- _Document segment_:
Kazakhstan's trade with Russia tripled over the past five years to $9 billion last year and Nazarbyev clearly knows which side his blini is buttered.

His summer getaway in the Mangistau region of Kazakhstan is surprisingly modest by authoritarian leaders' standards but every effort was made to accommodate Putin. A guide at the resort let slip that management had illegally hacked into a satellite network so Putin could watch Russia take on Finland in the ice hockey world championships.

Stepping barefoot, as required, inside Nazarbyev's azure blue and yellow-painted residence, you are struck by its ordinariness.

Granted, the view of the Caspian Sea from the balcony is breathtaking and guests would be impressed by the indoor pool, gymnasium, sauna, steam room and billiards room in the basement; yet the rooms are decorated almost tastefully without any gold-plated bathroom fittings or flattering portraits venerating Nazarbyev.

Black gold has transformed the world's ninth largest country by landmass. Billions of dollars are pouring into the country's coffers from Caspian oil and gas projects and the effect can be seen 210km down the coast at the seaport Aktau. A legacy of the Soviet era, Aktau was built in the 1960s to produce uranium and plutonium for the military and the city was a secret and closed to outsiders until the demise of the USSR.

Today, the chemical factories are closed and the nuclear power station no longer functions. The port is the centre for development of the offshore oil industry, and a transport hub for ships crisscrossing the Caspian from Azerbaijan, Iran and Russia, exporting oil and wheat, and importing cars and machinery for the oilfields.

- _Work to be completed_: Extend the piece on Kazakhstan and the Caspian port of Aktau, picking up after its final sentence. The entries that follow have nothing to do with the text.

- _Extracted material_:
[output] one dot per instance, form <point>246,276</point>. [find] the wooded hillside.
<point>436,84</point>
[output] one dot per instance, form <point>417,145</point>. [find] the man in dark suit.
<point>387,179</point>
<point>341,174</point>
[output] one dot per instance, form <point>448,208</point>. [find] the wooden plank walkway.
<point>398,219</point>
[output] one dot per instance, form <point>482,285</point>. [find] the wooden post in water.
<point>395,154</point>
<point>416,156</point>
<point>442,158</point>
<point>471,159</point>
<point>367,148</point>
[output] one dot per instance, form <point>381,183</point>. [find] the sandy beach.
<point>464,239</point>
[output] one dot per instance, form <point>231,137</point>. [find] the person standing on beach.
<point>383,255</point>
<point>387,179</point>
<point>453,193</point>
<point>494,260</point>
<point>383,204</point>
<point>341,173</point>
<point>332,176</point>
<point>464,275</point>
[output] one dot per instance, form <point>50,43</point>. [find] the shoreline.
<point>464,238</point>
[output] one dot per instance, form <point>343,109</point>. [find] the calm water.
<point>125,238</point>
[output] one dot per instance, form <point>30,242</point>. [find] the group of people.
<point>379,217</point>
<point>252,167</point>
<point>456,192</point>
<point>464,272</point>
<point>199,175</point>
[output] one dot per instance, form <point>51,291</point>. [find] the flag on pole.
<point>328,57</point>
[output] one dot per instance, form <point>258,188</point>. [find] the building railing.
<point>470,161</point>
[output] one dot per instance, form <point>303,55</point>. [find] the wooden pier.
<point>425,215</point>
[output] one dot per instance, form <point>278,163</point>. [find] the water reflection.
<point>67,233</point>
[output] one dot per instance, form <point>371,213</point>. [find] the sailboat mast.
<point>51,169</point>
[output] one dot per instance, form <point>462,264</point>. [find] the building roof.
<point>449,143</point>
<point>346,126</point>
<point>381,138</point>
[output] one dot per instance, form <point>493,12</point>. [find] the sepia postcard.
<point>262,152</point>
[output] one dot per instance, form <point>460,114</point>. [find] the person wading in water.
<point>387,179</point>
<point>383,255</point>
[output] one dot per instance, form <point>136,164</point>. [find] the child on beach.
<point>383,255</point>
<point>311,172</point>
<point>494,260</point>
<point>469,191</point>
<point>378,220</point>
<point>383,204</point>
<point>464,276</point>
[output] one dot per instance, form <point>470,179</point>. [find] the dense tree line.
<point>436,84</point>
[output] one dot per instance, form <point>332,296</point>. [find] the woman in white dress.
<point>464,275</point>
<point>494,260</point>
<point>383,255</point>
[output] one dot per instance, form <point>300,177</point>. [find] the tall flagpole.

- _Written answer_:
Downtown, cranes intersect the skyline and the old Soviet apartment blocks have been spruced up and daubed with bright blue paint.

Russians make up about 35 per cent of Kazakhstan's population and monuments to Soviet war dead are more fondly preserved than in other parts of the former USSR. A statue of a Russian jet fighter, frozen in mid-take-off, stands in front of the five-star Renaissance hotel and there is a whitewashed war memorial which resembles a missile silo opening.

Kazakhstan's wealth is controlled by relatives, friends and associates of Nazarbayev, who doesn't have a fantastic track record of managing the country's natural resources. His son-in-law, Timur Kulibayev, is a senior executive of the Kazmunaigas parent company.

US banker James Giffin was indicted in 2003 for paying bribes to two high Kazakh officials in exchange for the signing of huge contracts for the sale of Kazakh oil and natural gas to Mobil Oil, Amoco, Texaco and Phillips Petroleum.

Nazarbayev has shown no sign of relinquishing the grip he has established in a series of elections criticised as seriously flawed by democracy watchdogs. Last week, he approved constitutional amendments allowing him to stay in office for life, a move the opposition condemned as an attempt to establish a personality cult.

Yet western oil executives argue Nazarbayev has taken a leaf out of Putin's book by trying to stamp out corruption and improve the welfare and living standards of his people.

Eddie Walshe, an Irish oil veteran who worked for 35 years in oil and gas at BP and British Gas, was last year appointed as one of three independent non-executive directors to the board of Kazmunaigas before its listing on the London Stock Exchange. "I was here with British Gas in the 1990s when things were fairly lively. They have a far way to go but the transformation today is unbelievable," said Walshe.